Problem to work on: Leaving out all pictures, reproduce the entries below exactly, from the first line through the line that contains "locate object=white stone building".

Record extracts:
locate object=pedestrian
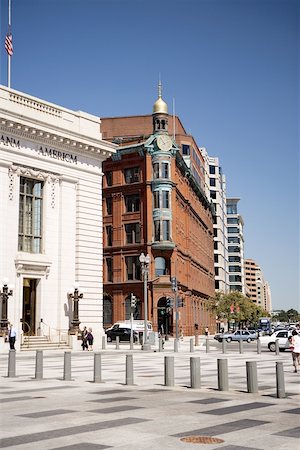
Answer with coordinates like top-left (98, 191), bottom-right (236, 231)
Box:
top-left (289, 329), bottom-right (300, 373)
top-left (205, 326), bottom-right (209, 337)
top-left (8, 323), bottom-right (17, 350)
top-left (81, 326), bottom-right (88, 350)
top-left (86, 328), bottom-right (94, 351)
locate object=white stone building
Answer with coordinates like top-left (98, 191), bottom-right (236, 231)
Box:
top-left (0, 86), bottom-right (116, 350)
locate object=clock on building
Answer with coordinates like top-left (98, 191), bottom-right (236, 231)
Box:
top-left (156, 134), bottom-right (172, 151)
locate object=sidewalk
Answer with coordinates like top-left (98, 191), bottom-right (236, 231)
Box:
top-left (0, 336), bottom-right (299, 449)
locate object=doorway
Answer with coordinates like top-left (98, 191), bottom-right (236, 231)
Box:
top-left (22, 278), bottom-right (37, 335)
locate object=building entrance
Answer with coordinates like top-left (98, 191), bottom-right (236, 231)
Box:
top-left (22, 278), bottom-right (37, 335)
top-left (157, 296), bottom-right (173, 336)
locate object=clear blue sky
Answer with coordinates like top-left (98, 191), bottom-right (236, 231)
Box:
top-left (1, 0), bottom-right (299, 310)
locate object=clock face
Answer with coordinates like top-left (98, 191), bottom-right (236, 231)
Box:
top-left (157, 135), bottom-right (172, 151)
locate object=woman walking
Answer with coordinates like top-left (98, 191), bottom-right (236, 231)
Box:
top-left (86, 328), bottom-right (94, 351)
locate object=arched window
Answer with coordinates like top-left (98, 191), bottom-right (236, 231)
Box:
top-left (103, 294), bottom-right (113, 327)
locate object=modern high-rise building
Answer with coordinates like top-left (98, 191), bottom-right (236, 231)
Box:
top-left (226, 198), bottom-right (245, 294)
top-left (101, 85), bottom-right (215, 336)
top-left (201, 149), bottom-right (229, 293)
top-left (245, 259), bottom-right (272, 312)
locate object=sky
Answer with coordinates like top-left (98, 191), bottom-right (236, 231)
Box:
top-left (0, 0), bottom-right (299, 310)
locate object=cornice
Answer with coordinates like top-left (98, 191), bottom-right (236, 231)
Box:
top-left (0, 115), bottom-right (117, 159)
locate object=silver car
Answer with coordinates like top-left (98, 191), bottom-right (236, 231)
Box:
top-left (214, 329), bottom-right (257, 343)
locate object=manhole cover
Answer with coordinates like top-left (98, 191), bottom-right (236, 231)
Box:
top-left (180, 436), bottom-right (224, 444)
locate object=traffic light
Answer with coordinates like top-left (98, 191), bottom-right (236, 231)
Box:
top-left (166, 297), bottom-right (173, 308)
top-left (171, 276), bottom-right (177, 292)
top-left (131, 293), bottom-right (137, 308)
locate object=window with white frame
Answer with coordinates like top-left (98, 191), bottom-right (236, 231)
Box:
top-left (18, 177), bottom-right (43, 253)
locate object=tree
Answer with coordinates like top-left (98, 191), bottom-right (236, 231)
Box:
top-left (212, 291), bottom-right (267, 328)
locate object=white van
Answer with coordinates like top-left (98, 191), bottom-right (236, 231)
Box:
top-left (106, 320), bottom-right (153, 333)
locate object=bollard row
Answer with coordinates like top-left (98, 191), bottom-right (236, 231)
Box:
top-left (6, 350), bottom-right (287, 398)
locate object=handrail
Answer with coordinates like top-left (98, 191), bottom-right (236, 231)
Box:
top-left (39, 320), bottom-right (70, 345)
top-left (21, 321), bottom-right (31, 348)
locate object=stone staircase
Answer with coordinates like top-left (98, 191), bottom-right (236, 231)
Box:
top-left (21, 335), bottom-right (71, 351)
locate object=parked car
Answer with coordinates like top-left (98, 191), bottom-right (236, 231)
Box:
top-left (105, 327), bottom-right (138, 343)
top-left (259, 329), bottom-right (291, 352)
top-left (214, 330), bottom-right (257, 343)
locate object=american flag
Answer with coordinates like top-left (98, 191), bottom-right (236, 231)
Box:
top-left (5, 33), bottom-right (13, 56)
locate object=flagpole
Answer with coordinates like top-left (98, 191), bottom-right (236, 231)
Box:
top-left (8, 0), bottom-right (11, 88)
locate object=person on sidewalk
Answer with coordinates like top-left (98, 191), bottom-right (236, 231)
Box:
top-left (205, 326), bottom-right (209, 337)
top-left (8, 323), bottom-right (17, 350)
top-left (81, 326), bottom-right (88, 351)
top-left (86, 328), bottom-right (94, 351)
top-left (289, 329), bottom-right (300, 373)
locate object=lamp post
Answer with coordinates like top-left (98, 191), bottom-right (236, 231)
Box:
top-left (139, 252), bottom-right (151, 350)
top-left (68, 283), bottom-right (83, 334)
top-left (0, 279), bottom-right (13, 336)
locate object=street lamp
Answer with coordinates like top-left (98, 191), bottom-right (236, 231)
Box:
top-left (0, 279), bottom-right (13, 336)
top-left (139, 252), bottom-right (151, 350)
top-left (68, 283), bottom-right (83, 334)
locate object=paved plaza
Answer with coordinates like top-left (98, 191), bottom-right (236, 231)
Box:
top-left (0, 337), bottom-right (299, 449)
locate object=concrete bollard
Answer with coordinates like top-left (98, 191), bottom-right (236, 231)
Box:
top-left (257, 338), bottom-right (261, 354)
top-left (164, 356), bottom-right (174, 387)
top-left (239, 339), bottom-right (244, 354)
top-left (115, 336), bottom-right (120, 350)
top-left (126, 354), bottom-right (134, 385)
top-left (190, 357), bottom-right (201, 389)
top-left (222, 339), bottom-right (227, 354)
top-left (102, 336), bottom-right (106, 350)
top-left (35, 350), bottom-right (43, 380)
top-left (8, 349), bottom-right (16, 378)
top-left (246, 361), bottom-right (258, 393)
top-left (206, 338), bottom-right (210, 353)
top-left (130, 335), bottom-right (134, 350)
top-left (174, 339), bottom-right (179, 353)
top-left (275, 339), bottom-right (280, 355)
top-left (218, 358), bottom-right (229, 391)
top-left (63, 351), bottom-right (72, 381)
top-left (94, 352), bottom-right (103, 383)
top-left (159, 337), bottom-right (164, 352)
top-left (190, 338), bottom-right (194, 353)
top-left (276, 361), bottom-right (286, 398)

Answer space:
locate object=pedestrian
Answer with coordinates like top-left (98, 191), bottom-right (236, 231)
Box:
top-left (289, 329), bottom-right (300, 373)
top-left (205, 326), bottom-right (209, 337)
top-left (8, 323), bottom-right (17, 350)
top-left (81, 326), bottom-right (88, 350)
top-left (86, 328), bottom-right (94, 351)
locate object=white stone building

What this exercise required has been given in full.